* **Records to use**:
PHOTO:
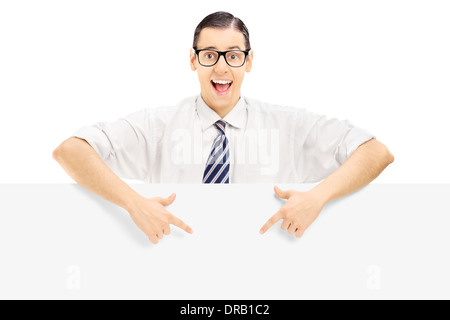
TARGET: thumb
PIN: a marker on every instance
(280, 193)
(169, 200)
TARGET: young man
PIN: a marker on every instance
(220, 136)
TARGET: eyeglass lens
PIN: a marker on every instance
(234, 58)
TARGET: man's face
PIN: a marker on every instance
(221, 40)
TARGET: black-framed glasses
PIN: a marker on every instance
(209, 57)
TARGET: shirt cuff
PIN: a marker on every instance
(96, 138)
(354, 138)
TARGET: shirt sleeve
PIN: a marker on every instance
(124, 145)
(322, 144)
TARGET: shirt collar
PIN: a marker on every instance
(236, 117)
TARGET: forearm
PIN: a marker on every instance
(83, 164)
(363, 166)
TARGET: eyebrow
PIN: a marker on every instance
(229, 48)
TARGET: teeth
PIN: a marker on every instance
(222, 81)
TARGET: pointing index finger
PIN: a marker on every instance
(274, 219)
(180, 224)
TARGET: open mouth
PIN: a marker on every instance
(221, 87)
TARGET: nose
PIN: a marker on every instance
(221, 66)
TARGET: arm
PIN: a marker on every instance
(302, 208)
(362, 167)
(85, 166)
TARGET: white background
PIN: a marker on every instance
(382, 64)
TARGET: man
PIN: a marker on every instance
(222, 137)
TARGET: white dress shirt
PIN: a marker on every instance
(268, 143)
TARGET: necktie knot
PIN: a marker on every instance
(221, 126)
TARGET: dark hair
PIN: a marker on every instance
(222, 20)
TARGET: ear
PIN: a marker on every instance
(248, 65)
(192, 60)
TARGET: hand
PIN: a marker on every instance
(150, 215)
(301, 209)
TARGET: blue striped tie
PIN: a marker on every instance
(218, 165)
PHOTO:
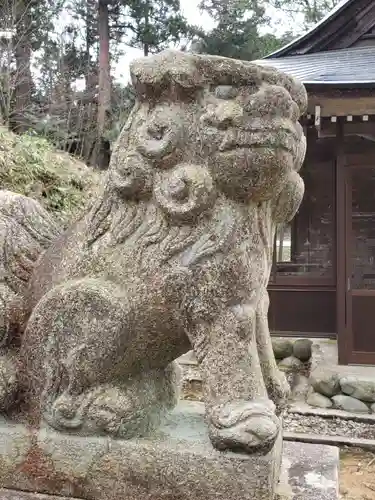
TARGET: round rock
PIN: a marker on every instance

* **Work required**:
Scale the listing, requests included, starting at the line that has "TARGET: ear" and continuing through its final line. Multiply each coordinate in the answers by 1.7 and round to whole numbers, with halves rounded up, and leave out the pictures.

* **Result for this exercise**:
TARGET: ear
PIN: a marker on every instance
(422, 111)
(326, 102)
TARGET: hand
PIN: a marker on every instance
(255, 366)
(512, 355)
TARGET: blue striped tie
PIN: a marker on every instance
(371, 281)
PHOTO:
TARGET: round rock
PIN: a marker on every instance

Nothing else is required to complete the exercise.